— START Reading passage —

10The third remarkable feature of the Dictionnaire is its propensity for transforming fictional characters into avatars. Sir Arthur Conan Doyle, who commands a respectable two pages of text, is inevitably eclipsed by his creation. The four pages dedicated to Sherlock Holmes are supplemented by a further two with the title “Holmes, Sherlock (Pastiches),” and a third entry under the heading “Holmésologie.” Moriarty gets his own single-page entry, and bizarrely Conan Doyle’s posthumous existence as a fictional character in crime stories written by other people is also acknowledged under a separate heading. Sherlock is not the only character in the Dictionnaire who overshadows his creator; Father Brown outdoes G. K. Chesterton, Maigret overwhelms Simenon, and Lord Peter Wimsey, Arsène Lupin and San-Antonio are all given equal billing with Dorothy L. Sayers, Maurice Leblanc and Frédéric Dard respectively.

  • 12 “These are not, as people too often deem them to be, paper entities, but living creatures, who lead (...)

— END Reading passage —
— START Raw data —

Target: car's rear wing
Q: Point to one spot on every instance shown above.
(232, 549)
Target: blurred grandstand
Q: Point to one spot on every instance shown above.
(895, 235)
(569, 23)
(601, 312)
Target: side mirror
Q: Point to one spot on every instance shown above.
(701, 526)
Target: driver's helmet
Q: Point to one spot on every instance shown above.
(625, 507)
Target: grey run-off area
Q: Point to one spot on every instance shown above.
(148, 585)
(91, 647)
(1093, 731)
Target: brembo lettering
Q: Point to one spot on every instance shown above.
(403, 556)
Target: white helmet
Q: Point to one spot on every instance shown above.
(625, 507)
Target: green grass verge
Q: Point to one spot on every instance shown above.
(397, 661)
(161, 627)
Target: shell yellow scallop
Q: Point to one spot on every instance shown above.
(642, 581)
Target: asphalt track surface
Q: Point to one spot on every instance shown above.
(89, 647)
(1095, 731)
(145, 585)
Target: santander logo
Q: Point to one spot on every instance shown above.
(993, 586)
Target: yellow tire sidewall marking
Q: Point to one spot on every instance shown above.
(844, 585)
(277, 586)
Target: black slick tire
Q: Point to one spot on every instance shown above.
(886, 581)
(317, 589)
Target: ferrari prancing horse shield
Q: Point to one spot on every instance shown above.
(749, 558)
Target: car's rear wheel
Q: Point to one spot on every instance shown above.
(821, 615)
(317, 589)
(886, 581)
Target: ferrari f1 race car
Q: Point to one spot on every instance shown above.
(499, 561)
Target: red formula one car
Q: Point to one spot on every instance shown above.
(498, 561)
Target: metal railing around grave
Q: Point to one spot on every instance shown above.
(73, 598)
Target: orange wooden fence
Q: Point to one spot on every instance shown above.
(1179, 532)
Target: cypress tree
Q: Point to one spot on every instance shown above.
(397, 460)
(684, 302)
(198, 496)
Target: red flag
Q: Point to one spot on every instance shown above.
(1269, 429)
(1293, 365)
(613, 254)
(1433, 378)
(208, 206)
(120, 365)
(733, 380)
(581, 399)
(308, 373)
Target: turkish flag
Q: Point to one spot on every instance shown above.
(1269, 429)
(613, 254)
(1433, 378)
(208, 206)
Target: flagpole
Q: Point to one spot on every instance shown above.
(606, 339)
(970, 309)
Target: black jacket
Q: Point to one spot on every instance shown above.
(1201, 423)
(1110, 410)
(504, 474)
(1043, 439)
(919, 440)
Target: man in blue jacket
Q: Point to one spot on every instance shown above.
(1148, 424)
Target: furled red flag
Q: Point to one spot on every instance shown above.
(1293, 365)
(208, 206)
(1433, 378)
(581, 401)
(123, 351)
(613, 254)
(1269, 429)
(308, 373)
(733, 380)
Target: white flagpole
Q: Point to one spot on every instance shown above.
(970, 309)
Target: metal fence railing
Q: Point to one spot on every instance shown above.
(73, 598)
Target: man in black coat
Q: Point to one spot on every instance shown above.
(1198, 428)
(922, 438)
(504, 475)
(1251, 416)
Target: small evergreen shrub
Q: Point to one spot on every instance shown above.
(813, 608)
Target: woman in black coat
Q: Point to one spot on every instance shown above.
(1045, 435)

— END Raw data —

* _Required work_
1 > Format everything from the line containing "Target: woman in black coat" down to the last of the entries as a numbered list, leaving out blank lines.
2 > Resume the passage about the Dictionnaire and its fictional characters from the point where it stops.

* _The results_
1 >
1. Target: woman in black coat
2. Q: Point to one spot on every instance shown above.
3. (1045, 435)

2 >
11The notion that crime fiction has spawned these mythical creatures that appear to enjoy a degree of autonomy presents a direct challenge to the prevailing view in university literature departments, where students are encouraged to see fictional characters as textual constructs rather than psychological entities. On the other hand, it rhymes with the funky approach adopted by Pierre Bayard, who speaks happily of his associations with literary characters: “Ceux-ci ne sont pas, comme on le croit trop souvent, des êtres de papier, mais des créatures vivantes, qui mènent dans les livres une existence autonome, allant parfois jusqu’à commettre des meurtres à l’insu de l’auteur.” (2008: 19)12 For the moment, we can infer from the evidence supplied by the Dictionnaire that readers form bonds with fictional characters. The ensuing question concerns the nature of this engagement, specifically whether the experience of reading crime fiction is inherently more immersive than that of reading standard novels, which conventionally entails the “willing suspension of disbelief.” If so, in accordance with Marie-Laure Ryan’s theories of literary immersion, this would restore crime fiction to its generic source, as an offshoot of the “high realism” of the 19th-century novel.

  • 13 Ibid. The pre-eminence accorded to the reader of the roman feuilleton has attracted numerous schola (...)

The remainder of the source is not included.